== TEXTAUSZUG ==

Heilpraktikerin Psychotherapie

Warum gerate ich immer an den falschen Partner?

Erkennen Sie Ihren Bindungsstil und verändern Sie Ihre Partnerwahl

Diese Frage höre ich in meiner Arbeit als Paartherapeutin sehr häufig. Viele Single-Frauen und -Männer fragen sich, warum sie immer wieder Partner wählen, mit denen sie letztlich unzufrieden sind oder in Konflikte geraten. Doch ist die Partnerwahl tatsächlich „falsch“, oder gibt es tieferliegende Gründe, die uns auf bestimmte Beziehungsmuster festlegen?

 

Um diese Frage zu beantworten, ist es wichtig, einen Blick auf unsere Bindungstypen und Beziehungserfahrungen zu werfen. Diese beeinflussen maßgeblich, wen wir anziehend finden und wie wir in Beziehungen agieren.

Bindung als Fundament unserer Beziehungen

Der britische Psychologe John Bowlby, der Begründer der Bindungstheorie, definierte Bindung als das „gefühlsgetragene Band, das eine Person zu einer anderen spezifischen Person anknüpft und das sie über Raum und Zeit miteinander verbindet.“ Wir Menschen sind von Natur aus Bindungswesen. Bindung ist nicht nur essenziell für unser Überleben, sondern auch für unser emotionales Wohlbefinden.

===

_ZIEL:_
Beantworten Sie die folgenden Fragen zum obigen Text über Partnerwahl und Bindung.
1. In welcher Arbeit hört die schreibende Person die Frage aus der Überschrift sehr häufig?
2. Welche zwei Dinge beeinflussen laut Text maßgeblich, wen wir anziehend finden?
3. Wer wird im Text als Begründer der Bindungstheorie genannt?

== DATENAUSZUG ==

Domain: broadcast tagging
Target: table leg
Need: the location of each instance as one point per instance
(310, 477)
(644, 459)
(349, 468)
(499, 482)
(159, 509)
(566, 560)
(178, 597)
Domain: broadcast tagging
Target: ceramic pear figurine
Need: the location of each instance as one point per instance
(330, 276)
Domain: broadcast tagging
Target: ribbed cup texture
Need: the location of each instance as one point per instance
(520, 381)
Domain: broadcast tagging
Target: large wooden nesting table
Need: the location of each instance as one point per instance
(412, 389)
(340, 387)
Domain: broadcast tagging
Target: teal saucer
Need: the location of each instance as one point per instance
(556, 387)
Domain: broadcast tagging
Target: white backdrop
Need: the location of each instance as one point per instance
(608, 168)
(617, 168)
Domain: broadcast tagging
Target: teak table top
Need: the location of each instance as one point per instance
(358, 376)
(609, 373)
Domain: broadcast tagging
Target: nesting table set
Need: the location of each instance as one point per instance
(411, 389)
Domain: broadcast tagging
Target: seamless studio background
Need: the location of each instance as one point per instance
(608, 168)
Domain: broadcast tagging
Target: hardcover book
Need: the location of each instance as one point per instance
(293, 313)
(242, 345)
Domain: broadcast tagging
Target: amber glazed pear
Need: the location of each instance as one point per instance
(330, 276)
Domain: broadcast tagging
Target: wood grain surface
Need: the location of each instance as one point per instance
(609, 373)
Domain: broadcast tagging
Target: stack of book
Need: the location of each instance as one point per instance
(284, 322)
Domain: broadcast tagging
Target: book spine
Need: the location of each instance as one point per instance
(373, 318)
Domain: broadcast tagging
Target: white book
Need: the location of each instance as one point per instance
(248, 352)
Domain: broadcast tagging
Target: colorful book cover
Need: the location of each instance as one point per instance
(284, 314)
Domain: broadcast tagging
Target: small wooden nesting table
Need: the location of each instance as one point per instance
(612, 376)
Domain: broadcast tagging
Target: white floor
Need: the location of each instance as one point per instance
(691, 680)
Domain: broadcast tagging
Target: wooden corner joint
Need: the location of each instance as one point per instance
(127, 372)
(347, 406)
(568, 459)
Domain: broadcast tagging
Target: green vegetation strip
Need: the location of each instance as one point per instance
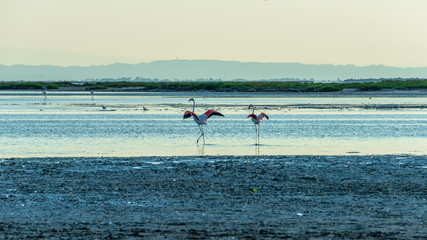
(220, 86)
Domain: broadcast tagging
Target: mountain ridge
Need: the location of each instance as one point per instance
(206, 69)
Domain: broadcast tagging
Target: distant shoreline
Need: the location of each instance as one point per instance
(201, 93)
(250, 87)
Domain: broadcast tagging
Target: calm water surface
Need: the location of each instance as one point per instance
(72, 124)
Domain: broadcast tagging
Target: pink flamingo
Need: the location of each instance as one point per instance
(202, 119)
(256, 120)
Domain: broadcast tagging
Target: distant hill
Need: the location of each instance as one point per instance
(206, 69)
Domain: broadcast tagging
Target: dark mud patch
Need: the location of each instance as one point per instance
(297, 197)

===

_LÖSUNG:_
1. In der Arbeit als Paartherapeutin.
2. Unsere Bindungstypen und Beziehungserfahrungen.
3. Der britische Psychologe John Bowlby.